Listed records —
┌────────

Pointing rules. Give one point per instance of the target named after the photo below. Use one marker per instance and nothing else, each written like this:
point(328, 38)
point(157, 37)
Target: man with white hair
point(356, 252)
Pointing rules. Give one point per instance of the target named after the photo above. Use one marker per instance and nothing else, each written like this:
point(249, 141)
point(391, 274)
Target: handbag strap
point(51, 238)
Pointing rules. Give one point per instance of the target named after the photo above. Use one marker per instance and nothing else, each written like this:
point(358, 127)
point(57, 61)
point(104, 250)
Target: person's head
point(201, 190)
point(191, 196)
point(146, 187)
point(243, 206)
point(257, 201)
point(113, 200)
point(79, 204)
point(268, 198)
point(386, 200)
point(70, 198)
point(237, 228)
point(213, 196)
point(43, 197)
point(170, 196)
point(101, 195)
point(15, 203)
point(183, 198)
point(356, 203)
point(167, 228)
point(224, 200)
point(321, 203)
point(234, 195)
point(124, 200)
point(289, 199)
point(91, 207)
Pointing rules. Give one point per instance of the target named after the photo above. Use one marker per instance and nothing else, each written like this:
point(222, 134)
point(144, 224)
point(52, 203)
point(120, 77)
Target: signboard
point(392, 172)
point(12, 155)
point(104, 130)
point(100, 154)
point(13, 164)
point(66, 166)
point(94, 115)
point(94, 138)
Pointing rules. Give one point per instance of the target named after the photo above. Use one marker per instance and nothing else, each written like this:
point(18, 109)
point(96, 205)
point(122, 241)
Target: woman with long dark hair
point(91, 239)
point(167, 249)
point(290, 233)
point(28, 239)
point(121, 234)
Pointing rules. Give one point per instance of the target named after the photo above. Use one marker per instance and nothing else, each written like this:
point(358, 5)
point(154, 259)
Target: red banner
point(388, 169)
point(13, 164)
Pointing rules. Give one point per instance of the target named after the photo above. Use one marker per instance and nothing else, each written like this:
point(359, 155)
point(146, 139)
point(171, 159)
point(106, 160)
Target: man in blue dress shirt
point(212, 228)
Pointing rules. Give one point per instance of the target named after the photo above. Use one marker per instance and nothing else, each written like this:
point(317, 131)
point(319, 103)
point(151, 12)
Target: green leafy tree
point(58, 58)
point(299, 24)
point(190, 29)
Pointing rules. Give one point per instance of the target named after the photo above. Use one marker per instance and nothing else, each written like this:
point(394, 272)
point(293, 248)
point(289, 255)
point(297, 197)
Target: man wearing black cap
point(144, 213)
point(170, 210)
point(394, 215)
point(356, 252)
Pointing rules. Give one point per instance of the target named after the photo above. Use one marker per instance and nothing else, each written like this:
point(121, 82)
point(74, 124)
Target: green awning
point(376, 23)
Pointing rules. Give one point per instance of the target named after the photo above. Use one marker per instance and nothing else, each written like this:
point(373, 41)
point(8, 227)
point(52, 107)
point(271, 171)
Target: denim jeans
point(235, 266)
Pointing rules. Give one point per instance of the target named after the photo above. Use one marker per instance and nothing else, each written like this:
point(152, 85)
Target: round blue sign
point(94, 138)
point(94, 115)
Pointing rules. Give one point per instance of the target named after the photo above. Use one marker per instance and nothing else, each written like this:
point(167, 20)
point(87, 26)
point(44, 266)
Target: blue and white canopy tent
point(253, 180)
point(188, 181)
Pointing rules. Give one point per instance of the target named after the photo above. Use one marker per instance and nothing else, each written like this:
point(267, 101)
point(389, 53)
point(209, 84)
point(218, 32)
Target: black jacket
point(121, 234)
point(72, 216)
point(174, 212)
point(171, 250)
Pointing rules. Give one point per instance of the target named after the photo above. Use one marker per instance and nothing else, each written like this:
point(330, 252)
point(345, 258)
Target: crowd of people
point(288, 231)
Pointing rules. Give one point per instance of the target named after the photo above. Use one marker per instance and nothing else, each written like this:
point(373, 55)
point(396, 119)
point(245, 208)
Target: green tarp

└────────

Required task —
Format every line of the rows above as a numbered list, omitting any blank lines.

Task answer —
1. Pointing rules. Give one point per instance of the target named after the photo below. Use one marker per instance and nothing else, each written like this:
2. point(328, 38)
3. point(157, 37)
4. Target: man with white hair
5. point(356, 252)
6. Pointing rules. Give one point per instance of the target named after the photo above. Use one marker per instance and nothing else, each written like this:
7. point(249, 141)
8. point(391, 274)
9. Target: handbag strap
10. point(51, 238)
11. Pointing rules. Give one point per instance of the target named after the photo above. Use one marker per instance and nothing else, each written like this:
12. point(358, 127)
13. point(57, 61)
14. point(104, 250)
15. Target: person's head
16. point(201, 190)
17. point(191, 196)
18. point(146, 187)
19. point(243, 206)
20. point(257, 201)
21. point(113, 200)
22. point(79, 204)
23. point(268, 198)
24. point(386, 200)
25. point(70, 198)
26. point(237, 228)
27. point(213, 196)
28. point(43, 197)
29. point(170, 196)
30. point(101, 195)
31. point(15, 203)
32. point(183, 198)
33. point(356, 203)
34. point(167, 228)
35. point(224, 200)
36. point(321, 203)
37. point(234, 195)
38. point(124, 200)
39. point(289, 199)
40. point(91, 207)
41. Pointing rules. Give one point per instance of the target named after the photo above. Use one marker per instance and nothing else, each written like this:
42. point(222, 134)
43. point(144, 224)
44. point(52, 203)
45. point(120, 77)
46. Target: signboard
47. point(392, 172)
48. point(12, 155)
49. point(104, 130)
50. point(100, 154)
51. point(13, 164)
52. point(66, 166)
53. point(94, 115)
54. point(94, 138)
55. Pointing rules. Give one point per instance of the target named after the photo above. Use one marker per instance and nothing else, each written like this:
56. point(18, 109)
57. point(96, 205)
58. point(122, 241)
59. Target: woman with long dark hair
60. point(91, 239)
61. point(167, 249)
62. point(290, 233)
63. point(28, 239)
64. point(121, 234)
65. Pointing rules. Give one point per instance of the target named after the photo above. Use one marker per instance and nothing else, each written like this:
66. point(358, 5)
67. point(154, 259)
68. Target: red banner
69. point(388, 169)
70. point(13, 164)
71. Pointing rules. Give one point per instance of the target named after the photo above. Use one marker per instance and nothing else, each written like this:
72. point(359, 155)
73. point(146, 139)
74. point(171, 159)
75. point(106, 160)
76. Target: man in blue dress shirt
77. point(212, 228)
78. Pointing rules. Give one point per instance of the target named after the photo above. Use one marker per instance and nothing else, each written like this:
79. point(317, 131)
80. point(319, 103)
81. point(151, 12)
82. Target: green leafy tree
83. point(58, 58)
84. point(299, 24)
85. point(190, 29)
86. Pointing rules. Give one point per instance of the target named after the photo above. Use one marker per instance and nothing else, each written like this:
87. point(394, 272)
88. point(293, 248)
89. point(289, 255)
90. point(297, 197)
91. Target: man wearing black cap
92. point(144, 213)
93. point(170, 210)
94. point(394, 215)
95. point(356, 252)
96. Pointing rules. Give one point per instance of the target named after the photo above. Use one marker per instance and nothing else, each written like this:
97. point(121, 82)
98. point(74, 124)
99. Target: green awning
100. point(376, 23)
101. Pointing rules. Give one point per instance of the target named after the photo above. Use one marker per instance and nothing else, each written like this:
102. point(373, 41)
103. point(8, 227)
104. point(52, 107)
105. point(271, 171)
106. Target: denim jeans
107. point(235, 266)
108. Pointing rules. Give one point per instance of the target named after the photo above. Use one marker per instance and nothing else, each written like this:
109. point(152, 85)
110. Target: round blue sign
111. point(94, 138)
112. point(94, 115)
113. Pointing rules. Give one point per instance of the target named after the photo above. Use one marker per instance and nothing else, each written like this:
114. point(167, 20)
115. point(87, 26)
116. point(44, 266)
117. Target: blue and white canopy tent
118. point(253, 180)
119. point(188, 181)
120. Pointing rules. Give one point per instance of the target named after the photo above. Use one marker per instance and nothing else, each written like this:
121. point(267, 101)
122. point(389, 53)
123. point(209, 84)
124. point(218, 32)
125. Target: black jacket
126. point(121, 234)
127. point(72, 216)
128. point(174, 212)
129. point(171, 250)
130. Pointing rules. Give one point per instance of the target named after the photo above. Use one marker per instance and nothing else, each written like this:
131. point(330, 252)
132. point(345, 258)
133. Target: crowd of people
134. point(288, 231)
135. Pointing rules. Give one point per instance of the target named after the photo above. Use one marker per instance and nothing else, each written like this:
136. point(373, 55)
137. point(396, 119)
138. point(245, 208)
139. Target: green tarp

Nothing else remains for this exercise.